### Exercise goal
Every line containing "purple" should be identified and copied from the data below.

### Material shown

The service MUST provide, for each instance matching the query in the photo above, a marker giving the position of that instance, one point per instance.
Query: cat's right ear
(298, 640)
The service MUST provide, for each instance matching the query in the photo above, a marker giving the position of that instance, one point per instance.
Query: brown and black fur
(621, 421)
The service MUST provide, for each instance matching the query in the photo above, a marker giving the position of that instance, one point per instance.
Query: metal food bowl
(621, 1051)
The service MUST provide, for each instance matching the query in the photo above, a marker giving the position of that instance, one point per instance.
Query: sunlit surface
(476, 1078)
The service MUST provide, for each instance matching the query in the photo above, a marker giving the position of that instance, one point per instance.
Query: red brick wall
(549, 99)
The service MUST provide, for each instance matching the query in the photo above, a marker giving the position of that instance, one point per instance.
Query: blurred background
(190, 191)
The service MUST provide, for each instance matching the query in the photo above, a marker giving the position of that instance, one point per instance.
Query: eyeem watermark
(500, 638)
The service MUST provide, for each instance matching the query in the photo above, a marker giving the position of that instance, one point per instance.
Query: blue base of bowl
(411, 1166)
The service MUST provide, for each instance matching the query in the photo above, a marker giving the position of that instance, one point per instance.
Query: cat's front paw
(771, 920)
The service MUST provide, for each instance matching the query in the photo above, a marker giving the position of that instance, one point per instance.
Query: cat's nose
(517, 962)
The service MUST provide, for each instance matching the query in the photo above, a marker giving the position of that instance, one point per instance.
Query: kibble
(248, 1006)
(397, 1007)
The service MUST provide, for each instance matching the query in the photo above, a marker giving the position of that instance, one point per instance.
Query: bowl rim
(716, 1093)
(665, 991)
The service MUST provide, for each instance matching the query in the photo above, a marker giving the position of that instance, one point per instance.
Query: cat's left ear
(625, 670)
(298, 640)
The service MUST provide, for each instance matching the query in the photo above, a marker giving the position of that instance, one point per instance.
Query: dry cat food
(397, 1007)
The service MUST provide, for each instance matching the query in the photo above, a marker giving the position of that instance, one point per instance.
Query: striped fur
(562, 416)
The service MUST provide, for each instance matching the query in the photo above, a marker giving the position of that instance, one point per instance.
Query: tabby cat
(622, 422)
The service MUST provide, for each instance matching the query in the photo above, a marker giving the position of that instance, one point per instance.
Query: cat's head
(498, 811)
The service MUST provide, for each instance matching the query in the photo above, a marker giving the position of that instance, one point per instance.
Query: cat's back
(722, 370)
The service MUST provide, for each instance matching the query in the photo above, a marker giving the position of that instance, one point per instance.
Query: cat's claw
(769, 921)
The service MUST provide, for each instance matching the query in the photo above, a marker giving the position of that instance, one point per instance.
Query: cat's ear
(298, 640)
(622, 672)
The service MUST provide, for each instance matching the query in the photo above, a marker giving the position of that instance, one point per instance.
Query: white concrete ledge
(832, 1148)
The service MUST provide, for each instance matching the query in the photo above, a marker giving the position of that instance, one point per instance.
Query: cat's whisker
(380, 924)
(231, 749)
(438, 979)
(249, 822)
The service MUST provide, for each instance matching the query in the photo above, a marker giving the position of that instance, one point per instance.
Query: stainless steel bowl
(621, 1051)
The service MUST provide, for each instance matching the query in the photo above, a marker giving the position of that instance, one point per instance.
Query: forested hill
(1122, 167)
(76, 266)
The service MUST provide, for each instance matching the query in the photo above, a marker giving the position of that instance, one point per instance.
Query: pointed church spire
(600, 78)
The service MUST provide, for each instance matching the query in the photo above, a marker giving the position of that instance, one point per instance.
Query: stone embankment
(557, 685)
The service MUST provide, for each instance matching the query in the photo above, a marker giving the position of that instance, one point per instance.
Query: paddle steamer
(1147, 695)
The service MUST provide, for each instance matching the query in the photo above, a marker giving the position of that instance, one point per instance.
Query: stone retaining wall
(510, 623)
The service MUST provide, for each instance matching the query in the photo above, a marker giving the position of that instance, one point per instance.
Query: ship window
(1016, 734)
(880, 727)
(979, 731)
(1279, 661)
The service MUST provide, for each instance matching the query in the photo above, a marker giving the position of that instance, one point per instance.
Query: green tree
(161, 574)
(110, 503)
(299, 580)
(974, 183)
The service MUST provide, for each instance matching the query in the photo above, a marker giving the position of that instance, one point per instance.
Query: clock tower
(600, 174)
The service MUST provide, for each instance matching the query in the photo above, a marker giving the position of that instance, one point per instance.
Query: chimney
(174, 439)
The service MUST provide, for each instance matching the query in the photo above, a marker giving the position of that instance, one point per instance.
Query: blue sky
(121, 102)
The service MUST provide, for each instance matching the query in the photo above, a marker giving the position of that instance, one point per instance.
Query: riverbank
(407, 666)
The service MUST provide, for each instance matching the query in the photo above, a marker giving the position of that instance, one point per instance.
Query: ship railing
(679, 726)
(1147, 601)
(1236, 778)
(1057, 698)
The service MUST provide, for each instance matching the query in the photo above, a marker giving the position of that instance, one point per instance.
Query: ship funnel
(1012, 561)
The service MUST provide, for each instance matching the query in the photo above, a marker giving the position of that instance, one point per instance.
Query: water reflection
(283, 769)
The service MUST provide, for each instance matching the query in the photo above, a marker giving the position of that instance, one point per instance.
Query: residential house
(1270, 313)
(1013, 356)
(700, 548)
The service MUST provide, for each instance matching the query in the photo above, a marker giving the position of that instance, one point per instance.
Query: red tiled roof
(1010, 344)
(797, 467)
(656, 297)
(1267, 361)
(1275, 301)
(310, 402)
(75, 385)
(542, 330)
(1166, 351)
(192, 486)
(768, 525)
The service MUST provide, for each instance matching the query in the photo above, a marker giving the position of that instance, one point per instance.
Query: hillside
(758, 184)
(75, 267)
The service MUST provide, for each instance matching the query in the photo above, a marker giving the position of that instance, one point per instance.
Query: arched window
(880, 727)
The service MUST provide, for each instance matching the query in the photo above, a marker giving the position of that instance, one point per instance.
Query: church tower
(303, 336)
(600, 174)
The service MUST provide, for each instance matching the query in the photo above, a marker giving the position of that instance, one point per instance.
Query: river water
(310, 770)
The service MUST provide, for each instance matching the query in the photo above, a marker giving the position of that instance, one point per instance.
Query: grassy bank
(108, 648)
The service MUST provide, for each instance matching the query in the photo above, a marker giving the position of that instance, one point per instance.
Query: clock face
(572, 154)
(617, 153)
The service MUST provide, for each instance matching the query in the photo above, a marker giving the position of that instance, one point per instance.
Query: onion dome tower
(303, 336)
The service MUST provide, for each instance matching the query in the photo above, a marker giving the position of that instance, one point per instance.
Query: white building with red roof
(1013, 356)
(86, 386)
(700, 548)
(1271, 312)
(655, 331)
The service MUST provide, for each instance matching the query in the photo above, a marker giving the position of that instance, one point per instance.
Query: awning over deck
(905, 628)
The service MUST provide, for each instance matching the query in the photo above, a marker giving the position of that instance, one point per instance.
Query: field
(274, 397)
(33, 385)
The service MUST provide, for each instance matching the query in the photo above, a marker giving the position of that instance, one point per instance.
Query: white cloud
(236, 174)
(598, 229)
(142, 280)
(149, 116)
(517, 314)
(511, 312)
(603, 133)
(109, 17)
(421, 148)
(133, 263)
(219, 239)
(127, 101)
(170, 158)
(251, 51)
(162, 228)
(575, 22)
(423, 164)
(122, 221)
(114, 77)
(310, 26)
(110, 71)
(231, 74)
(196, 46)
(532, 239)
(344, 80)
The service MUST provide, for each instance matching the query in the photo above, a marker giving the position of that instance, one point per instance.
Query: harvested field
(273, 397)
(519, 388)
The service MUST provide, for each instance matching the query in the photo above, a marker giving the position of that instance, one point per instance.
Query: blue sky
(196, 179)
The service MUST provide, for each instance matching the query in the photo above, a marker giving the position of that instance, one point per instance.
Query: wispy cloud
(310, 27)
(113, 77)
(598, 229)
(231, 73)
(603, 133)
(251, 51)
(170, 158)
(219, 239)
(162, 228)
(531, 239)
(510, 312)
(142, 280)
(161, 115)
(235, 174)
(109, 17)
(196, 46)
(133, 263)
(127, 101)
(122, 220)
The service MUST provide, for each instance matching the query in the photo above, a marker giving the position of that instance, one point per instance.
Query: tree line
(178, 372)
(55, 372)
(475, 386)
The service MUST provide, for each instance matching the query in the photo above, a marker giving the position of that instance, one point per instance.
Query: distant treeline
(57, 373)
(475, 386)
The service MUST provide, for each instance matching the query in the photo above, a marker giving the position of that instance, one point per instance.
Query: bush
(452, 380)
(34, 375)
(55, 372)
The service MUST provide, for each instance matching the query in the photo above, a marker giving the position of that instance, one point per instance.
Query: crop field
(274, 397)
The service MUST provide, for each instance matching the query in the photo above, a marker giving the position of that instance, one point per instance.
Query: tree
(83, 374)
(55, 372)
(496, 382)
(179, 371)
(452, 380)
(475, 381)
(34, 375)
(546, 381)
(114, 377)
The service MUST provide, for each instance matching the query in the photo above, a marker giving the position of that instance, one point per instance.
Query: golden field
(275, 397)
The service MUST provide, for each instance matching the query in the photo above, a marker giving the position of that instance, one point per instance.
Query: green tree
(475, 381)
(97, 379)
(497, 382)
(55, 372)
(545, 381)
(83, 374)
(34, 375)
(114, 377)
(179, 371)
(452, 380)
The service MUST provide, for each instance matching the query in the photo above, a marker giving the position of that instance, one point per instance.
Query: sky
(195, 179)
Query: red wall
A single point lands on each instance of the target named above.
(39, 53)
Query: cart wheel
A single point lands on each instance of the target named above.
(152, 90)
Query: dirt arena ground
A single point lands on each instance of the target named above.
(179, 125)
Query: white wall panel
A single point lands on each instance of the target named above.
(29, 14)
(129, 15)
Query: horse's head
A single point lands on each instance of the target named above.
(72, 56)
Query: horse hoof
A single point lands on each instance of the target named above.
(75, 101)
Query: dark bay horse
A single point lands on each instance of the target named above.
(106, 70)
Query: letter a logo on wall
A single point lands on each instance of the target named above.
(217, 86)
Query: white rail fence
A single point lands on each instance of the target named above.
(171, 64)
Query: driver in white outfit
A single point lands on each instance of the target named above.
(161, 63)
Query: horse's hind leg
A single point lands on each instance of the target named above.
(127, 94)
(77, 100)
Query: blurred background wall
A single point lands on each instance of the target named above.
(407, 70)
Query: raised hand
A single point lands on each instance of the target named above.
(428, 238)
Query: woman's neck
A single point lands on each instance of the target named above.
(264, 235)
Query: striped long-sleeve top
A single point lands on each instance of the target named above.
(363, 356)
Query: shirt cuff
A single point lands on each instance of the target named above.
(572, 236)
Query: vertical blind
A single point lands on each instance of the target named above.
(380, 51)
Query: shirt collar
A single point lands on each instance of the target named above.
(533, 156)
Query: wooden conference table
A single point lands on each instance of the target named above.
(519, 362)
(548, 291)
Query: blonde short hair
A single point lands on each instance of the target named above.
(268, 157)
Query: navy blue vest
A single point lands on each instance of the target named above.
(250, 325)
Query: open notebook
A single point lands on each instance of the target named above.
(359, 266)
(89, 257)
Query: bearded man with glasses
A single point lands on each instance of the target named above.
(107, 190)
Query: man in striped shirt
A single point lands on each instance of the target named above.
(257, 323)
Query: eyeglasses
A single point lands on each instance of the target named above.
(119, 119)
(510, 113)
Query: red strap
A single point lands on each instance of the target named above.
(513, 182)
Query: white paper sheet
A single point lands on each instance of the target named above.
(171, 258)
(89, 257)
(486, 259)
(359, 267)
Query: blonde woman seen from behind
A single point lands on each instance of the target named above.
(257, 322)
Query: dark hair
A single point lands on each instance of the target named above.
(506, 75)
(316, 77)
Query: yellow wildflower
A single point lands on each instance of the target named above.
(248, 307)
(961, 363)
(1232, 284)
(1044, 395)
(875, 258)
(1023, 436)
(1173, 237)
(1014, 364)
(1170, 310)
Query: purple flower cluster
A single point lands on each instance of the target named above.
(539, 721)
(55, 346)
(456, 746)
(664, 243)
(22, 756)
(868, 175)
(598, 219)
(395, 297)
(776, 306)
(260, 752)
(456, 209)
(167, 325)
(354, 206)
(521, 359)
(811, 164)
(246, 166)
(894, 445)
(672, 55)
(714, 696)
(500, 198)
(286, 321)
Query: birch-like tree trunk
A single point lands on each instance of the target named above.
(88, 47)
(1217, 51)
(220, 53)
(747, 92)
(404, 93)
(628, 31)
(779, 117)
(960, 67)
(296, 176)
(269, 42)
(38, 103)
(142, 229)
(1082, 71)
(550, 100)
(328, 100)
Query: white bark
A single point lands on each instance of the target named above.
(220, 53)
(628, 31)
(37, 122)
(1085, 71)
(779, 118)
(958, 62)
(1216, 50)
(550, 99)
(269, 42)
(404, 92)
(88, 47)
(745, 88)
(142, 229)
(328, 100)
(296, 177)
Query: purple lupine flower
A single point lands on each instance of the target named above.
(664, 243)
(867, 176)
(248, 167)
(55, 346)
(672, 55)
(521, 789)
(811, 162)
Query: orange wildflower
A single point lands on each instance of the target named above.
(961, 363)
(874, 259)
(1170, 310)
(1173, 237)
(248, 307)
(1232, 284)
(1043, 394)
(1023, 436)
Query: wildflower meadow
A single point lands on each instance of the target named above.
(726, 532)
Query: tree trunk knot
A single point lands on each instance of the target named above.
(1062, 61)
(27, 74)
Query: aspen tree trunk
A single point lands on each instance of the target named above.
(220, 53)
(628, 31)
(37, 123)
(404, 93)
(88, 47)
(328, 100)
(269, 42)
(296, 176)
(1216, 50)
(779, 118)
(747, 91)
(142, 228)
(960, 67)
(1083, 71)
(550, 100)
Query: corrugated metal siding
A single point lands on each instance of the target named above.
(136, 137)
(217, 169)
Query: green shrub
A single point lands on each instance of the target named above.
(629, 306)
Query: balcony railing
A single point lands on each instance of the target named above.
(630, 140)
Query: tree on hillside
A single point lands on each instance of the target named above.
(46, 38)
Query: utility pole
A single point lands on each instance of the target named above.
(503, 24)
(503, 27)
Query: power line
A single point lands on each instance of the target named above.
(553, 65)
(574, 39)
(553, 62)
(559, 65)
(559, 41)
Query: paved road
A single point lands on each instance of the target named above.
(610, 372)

### Output for this exercise
Query: purple flower cluster
Query: purple lupine flower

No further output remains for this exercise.